_COMPITI DA SVOLGERE_:
A. Rispondi a queste domande sul brano riguardante il Salone del Libro di Torino:
(i) Di quanto cresce il fatturato degli editori indipendenti rispetto al 2020?
(ii) Chi è il presidente del Centro per il libro e la lettura?
(iii) Qual è la percentuale di lettori indicata per quest'anno?
B. Prosegui il brano sul Salone del Libro di Torino a partire dal punto in cui si interrompe.

_BRANO DATO_:
==========

Notizie buone e cattive si susseguono e si intrecciano senza soluzione di continuità al Salone del Libro di Torino. Ieri, nel giro di poche ore, i frequentatori della più importante fiera editoriale italiana hanno ascoltato dichiarazioni all’apparenza discordanti.

DA UN LATO, le giustificate manifestazioni di entusiasmo degli aderenti all’Adei, l’associazione degli editori indipendenti, per i risultati eccellenti registrati quest’anno («il fatturato cresce del 28% rispetto al 2020», ha sottolineato il presidente Adei Marco Zapparoli, della casa editrice Marcos y Marcos), dall’altro i toni preoccupati di Marino Sinibaldi, presidente del Cepell, il Centro per il libro e la lettura, a commento della ricerca Leggere in pandemia #1 – Nuovi percorsi di lettura degli italiani (realizzata dall’ente in collaborazione con l’Associazione italiana editori), che ha messo in luce un calo impressionante, quasi il 10%, dei lettori nel nostro paese: dal 65% del 2019 al 59% nel 2020, al 56% di quest’anno.

SEMBRANO CIFRE inconciliabili. E tuttavia, andando oltre la superficie dei grandi numeri, emerge un quadro in cui la complessiva tenuta del mercato del libro, nella quale si inserisce il notevole aumento in termini di fatturato delle case editrici indipendenti (non legate cioè ai grandi gruppi: Mondadori, Gems, Giunti, Feltrinelli), può coesistere con la costante diminuzione delle persone che dedicano almeno una parte del loro tempo alla lettura.

==========

_DATI FORNITI_:
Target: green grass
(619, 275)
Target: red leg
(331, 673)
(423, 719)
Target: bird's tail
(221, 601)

==========

_RISULTATI IN ORDINE_:
A.
(i) Del 28%.
(ii) Marino Sinibaldi.
(iii) Il 56%.

B.
LA CONTRADDIZIONE, in effetti, si spiega rapidamente. Se, come abbiamo visto, sono sempre più numerosi i non lettori, e restano sostanzialmente invariate le cifre relative ai cosiddetti lettori deboli (quelli che nell’arco di un anno non si accostano a più di tre libri), durante la pandemia i lettori forti – etichetta con cui in Italia si definiscono coloro che, sempre nell’arco di un anno, leggono 12 o più libri – hanno sviluppato un amore ancora più evidente per la lettura. Sono di fatto loro, il 9% tra i lettori e di conseguenza il 5% circa degli italiani, ad avere retto sulle loro spalle il mercato librario – non solo leggendo sempre di più (in media 17 libri nel 2021, erano 14 nel 2020), ma anche comprando più di prima: mediamente 12,3 libri, due e mezzo in più dell’anno precedente.
«Il risultato – commenta la ricerca Cepell-Aie – è un mercato sempre più concentrato». E, sottolinea Sinibaldi, polarizzato: «Le differenze geografiche, anagrafiche, di genere, di reddito pesano sulla lettura ancora più che in passato».

LO CONFERMANO le cifre: basti pensare che al Nord il calo dei lettori tra il 2019 e il 2021 è stato di 4 punti percentuali (dal 63% al 59%), mentre nelle regioni meridionali si è passati dal 41% del 2019 al 40% del 2020 e al 35% del 2021 – una forbice, dunque, che continua ad allargarsi.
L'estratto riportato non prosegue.